# APPLY WHAT YOU READ
#1 From the article on helping the poor survive lockdown, copy the passage starting at "That was not" and ending at "the government-imposed lockdown.".
#2 Summarize the article on helping the poor survive lockdown in two sentences.
TEXT SEGMENT Start Marker
Helping the poor to survive lockdown

Even as rich countries begin to glimpse the light at the end of the pandemic tunnel, developing countries are struggling to contain Covid-19. How can the poor survive?

West Bengal India poor
A poor woman receives cooked food from volunteers providing for people who are unable to earn money due to the Covid-19 lockdown in Purba Bardhaman District in West Bengal, India. Image: sanjoykarmakar, CC BY-SA 2.0

Even as rich countries begin to glimpse the light at the end of the pandemic tunnel, developing countries are struggling to contain Covid-19. But there are important lessons from the past year that can help governments to devise more effective policies and programs to support their poorest residents amid continued outbreaks and lockdowns.

One valuable source of such lessons is the Hrishipara Daily Diaries Project (HDDP), which has been tracking the daily financial transactions of 60 poor households in rural Bangladesh for the last six years. Analysis of the data collected – especially the changes to spending patterns that have occurred during the pandemic – reveals four areas where governments should step in.

First, policymakers should ensure access to emergency cash. The rural poor are no strangers to shocks to their livelihoods. Droughts and floods are recurrent features of their lives, as are serious illness and job losses. But they usually have some access to lifelines: they can tap into family-based mutual-aid networks or borrow from microfinance institutions, money lenders, and friends and family.

That was not true during the Covid-19 pandemic. Restrictions on movement meant that households could not visit extended family to seek financial support. And even if they could, with everyone’s livelihoods squeezed at the same time, friends and family often had nothing to offer.

Harsh lockdowns in many places also forced microfinance providers and other financial institutions to close, preventing households from borrowing or even withdrawing their savings. The 60 Bangladeshi households in the HDDP study halted almost all financial transactions during the government-imposed lockdown.

This highlights the urgent need for large-scale unconditional cash transfers from the state, disbursed directly to the poor with minimal paperwork. A crisis of this magnitude is no time for fiscal rectitude.

Second, poor people’s capacity to exercise agency and entrepreneurial spirit should be supported. The HDDP households were agile and resourceful in their response to the Covid shock, and showed impressive money-management skills.

Sometimes this took an entrepreneurial form. For example, Samarth, a farmer who grows crops and rears dairy cows on a tiny parcel of land, quickly recognized that barriers to road transport were driving up prices of goods from the capital, thereby driving down the prices of local produce that was usually exported. So, Samarth bought produce from desperate local farmers at very low prices and sold it at a temporary street market he set up inside Hrishipara. Local people, confined to their neighborhoods, provided the demand, and Samarth ended up with a major boost to his daily income during lockdown.

Policymakers rarely account for such entrepreneurial instincts in devising programs to support the poor. This should change, with policies that encourage and reward these instincts – and improve poor households’ ability to harness them. For example, low-income households could be brought into consideration when devising “ease of doing business” regulations.

The private sector also has a role to play. In particular, the financial sector should develop flexible products that enable poor people to take advantage of opportunities that come their way. Of course, this also requires that governments ensure uninterrupted access to financial services during lockdowns.
TEXT SEGMENT End Marker
DATASET CONTENT Start Marker
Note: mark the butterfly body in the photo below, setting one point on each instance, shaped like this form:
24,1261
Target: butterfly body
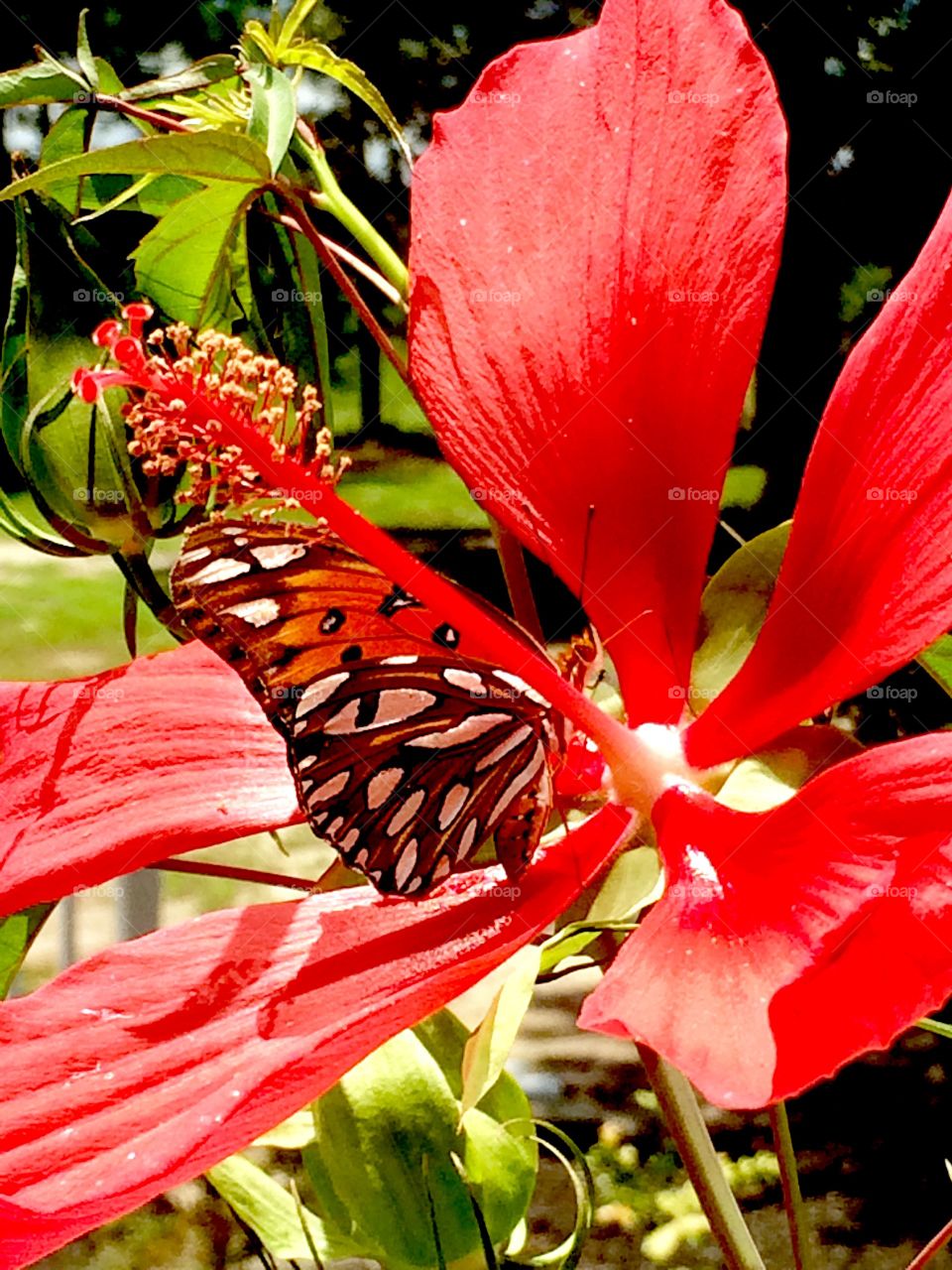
407,754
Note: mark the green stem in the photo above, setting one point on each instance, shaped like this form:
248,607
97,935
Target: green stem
792,1198
517,580
687,1127
339,206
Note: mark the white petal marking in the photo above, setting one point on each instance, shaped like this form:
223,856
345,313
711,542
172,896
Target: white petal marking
452,804
503,748
222,570
404,815
317,693
382,785
468,838
280,554
255,612
516,683
330,789
405,864
467,680
472,726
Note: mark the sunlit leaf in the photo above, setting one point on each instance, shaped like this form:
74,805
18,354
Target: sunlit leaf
488,1049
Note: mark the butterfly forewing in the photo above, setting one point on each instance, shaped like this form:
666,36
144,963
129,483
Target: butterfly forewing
407,754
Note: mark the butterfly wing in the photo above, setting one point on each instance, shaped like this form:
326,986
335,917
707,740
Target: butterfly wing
407,756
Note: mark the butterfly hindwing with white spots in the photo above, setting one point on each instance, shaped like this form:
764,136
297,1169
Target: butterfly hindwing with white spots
407,753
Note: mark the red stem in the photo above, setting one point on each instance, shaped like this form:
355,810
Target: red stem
139,112
936,1245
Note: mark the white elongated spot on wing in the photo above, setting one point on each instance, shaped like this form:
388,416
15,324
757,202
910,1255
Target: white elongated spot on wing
330,789
317,693
452,806
394,705
382,785
404,815
522,779
468,839
194,554
255,612
222,570
280,554
522,686
467,680
442,870
503,748
405,864
470,729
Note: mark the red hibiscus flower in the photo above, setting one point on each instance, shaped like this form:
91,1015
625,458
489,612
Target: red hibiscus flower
594,239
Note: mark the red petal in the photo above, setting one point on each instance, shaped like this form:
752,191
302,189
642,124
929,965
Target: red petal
789,943
104,775
146,1065
594,239
867,579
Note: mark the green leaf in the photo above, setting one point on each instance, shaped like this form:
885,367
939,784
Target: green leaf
272,1211
198,75
318,58
633,884
733,610
193,261
743,486
273,111
17,934
39,84
291,1134
937,661
84,54
213,157
488,1049
298,16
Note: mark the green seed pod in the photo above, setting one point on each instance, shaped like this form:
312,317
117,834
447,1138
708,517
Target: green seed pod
391,1159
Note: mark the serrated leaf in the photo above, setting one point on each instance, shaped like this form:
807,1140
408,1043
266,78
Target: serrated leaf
213,157
273,111
84,54
194,257
937,659
488,1049
733,610
318,58
271,1211
39,84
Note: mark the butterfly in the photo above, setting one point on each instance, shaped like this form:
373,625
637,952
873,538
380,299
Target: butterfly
407,753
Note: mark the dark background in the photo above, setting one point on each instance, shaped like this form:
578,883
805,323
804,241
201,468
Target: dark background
424,55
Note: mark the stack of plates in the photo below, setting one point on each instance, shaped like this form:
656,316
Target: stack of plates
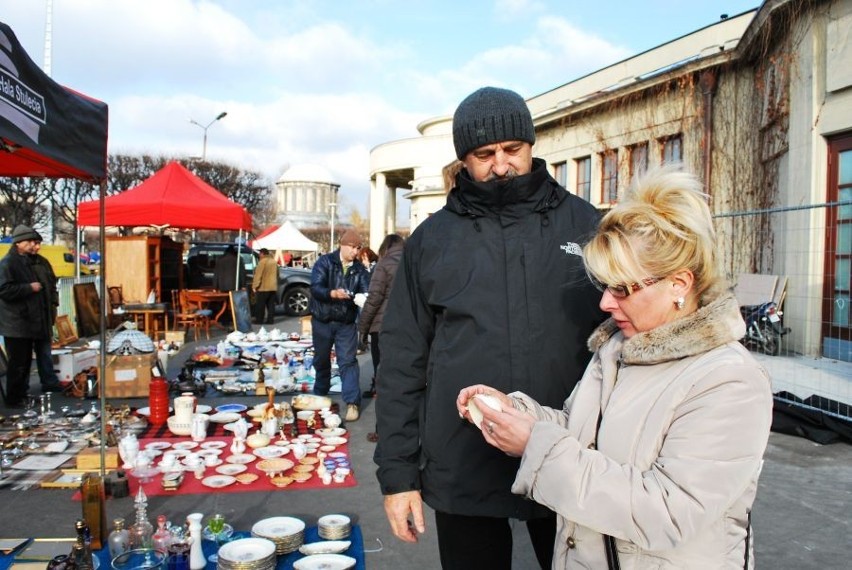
247,554
287,533
334,527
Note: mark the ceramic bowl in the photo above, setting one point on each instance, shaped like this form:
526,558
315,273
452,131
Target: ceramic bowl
179,428
256,440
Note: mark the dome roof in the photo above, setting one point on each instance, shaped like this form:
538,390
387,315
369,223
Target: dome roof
307,173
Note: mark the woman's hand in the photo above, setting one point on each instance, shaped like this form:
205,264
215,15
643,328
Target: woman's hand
508,430
467,393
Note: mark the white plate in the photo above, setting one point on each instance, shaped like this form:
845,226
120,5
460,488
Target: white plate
218,481
224,417
325,547
241,458
278,527
236,408
325,562
271,451
206,452
246,550
231,469
331,432
146,411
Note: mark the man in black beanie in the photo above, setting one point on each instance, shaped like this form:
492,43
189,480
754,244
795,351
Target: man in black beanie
26,312
491,289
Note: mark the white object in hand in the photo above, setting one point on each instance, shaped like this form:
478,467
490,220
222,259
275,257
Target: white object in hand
473,407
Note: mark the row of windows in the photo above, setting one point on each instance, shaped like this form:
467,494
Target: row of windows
669,149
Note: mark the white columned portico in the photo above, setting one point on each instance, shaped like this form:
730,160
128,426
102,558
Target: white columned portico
378,209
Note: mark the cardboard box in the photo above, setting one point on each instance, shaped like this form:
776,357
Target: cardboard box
128,376
69,364
90,458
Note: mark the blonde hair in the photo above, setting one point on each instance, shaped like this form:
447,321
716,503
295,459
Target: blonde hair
662,226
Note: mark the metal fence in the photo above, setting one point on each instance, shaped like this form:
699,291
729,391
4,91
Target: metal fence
814,368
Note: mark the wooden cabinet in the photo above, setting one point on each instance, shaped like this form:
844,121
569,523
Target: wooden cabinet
141,264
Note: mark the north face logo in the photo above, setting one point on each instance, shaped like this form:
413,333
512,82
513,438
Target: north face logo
572,248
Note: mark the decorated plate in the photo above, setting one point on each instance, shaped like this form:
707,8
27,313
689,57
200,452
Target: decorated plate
325,562
245,550
278,527
224,417
325,547
146,411
225,408
271,451
246,478
218,481
231,469
241,458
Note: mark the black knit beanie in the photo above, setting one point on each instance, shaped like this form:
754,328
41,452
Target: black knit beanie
490,115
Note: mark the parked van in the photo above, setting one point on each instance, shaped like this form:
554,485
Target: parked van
61,258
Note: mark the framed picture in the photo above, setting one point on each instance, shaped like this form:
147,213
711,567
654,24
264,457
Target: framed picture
65,330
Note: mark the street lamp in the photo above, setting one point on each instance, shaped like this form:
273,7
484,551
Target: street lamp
204,128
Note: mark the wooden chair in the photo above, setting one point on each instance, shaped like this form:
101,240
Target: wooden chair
186,316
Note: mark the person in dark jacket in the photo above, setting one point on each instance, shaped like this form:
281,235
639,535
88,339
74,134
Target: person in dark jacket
335,280
490,290
25,311
225,272
44,346
370,320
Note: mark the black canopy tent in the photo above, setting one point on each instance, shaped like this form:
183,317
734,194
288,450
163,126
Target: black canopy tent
47,130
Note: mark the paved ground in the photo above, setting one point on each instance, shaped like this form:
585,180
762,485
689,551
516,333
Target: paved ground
801,517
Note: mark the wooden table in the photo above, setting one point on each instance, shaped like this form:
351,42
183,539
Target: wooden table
205,298
150,316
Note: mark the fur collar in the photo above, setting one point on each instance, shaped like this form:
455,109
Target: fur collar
717,323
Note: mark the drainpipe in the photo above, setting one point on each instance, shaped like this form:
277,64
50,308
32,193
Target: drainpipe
707,84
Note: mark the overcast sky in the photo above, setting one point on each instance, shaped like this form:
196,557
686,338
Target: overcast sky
324,81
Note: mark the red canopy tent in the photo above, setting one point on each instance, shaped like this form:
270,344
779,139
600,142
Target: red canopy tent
172,197
46,129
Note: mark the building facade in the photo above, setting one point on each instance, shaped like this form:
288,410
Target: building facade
759,105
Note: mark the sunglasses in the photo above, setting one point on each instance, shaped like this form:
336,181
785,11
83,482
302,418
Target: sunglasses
622,291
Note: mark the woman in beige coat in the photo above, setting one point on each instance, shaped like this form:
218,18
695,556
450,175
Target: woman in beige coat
653,460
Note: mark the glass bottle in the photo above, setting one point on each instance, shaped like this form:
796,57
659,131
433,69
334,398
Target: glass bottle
142,531
162,537
179,549
82,551
119,538
94,511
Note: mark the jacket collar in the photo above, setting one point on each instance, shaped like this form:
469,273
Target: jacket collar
715,324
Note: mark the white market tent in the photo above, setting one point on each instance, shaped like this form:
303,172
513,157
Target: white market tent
286,238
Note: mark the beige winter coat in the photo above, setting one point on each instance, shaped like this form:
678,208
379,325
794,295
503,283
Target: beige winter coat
686,417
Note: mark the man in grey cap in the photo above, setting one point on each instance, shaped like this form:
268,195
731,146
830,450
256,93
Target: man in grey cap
490,289
335,280
26,313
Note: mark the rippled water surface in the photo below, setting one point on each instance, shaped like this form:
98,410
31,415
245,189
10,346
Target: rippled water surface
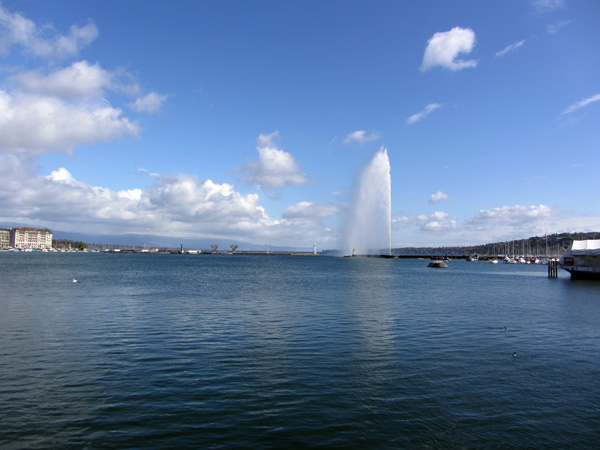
DATASET CONTENT End Marker
# ANSWERS FOR EACH ITEM
#1
That was not true during the Covid-19 pandemic. Restrictions on movement meant that households could not visit extended family to seek financial support. And even if they could, with everyone’s livelihoods squeezed at the same time, friends and family often had nothing to offer.

Harsh lockdowns in many places also forced microfinance providers and other financial institutions to close, preventing households from borrowing or even withdrawing their savings. The 60 Bangladeshi households in the HDDP study halted almost all financial transactions during the government-imposed lockdown.

#2 Data from the Hrishipara Daily Diaries Project, which tracks the daily finances of 60 poor households in rural Bangladesh, point to areas where governments should step in as developing countries struggle with Covid-19. The article calls for large-scale unconditional cash transfers, because lockdowns cut households off from family support and financial institutions, and for policies and financial products that support poor people's entrepreneurial instincts, such as those of a farmer whose temporary street market boosted his income during lockdown.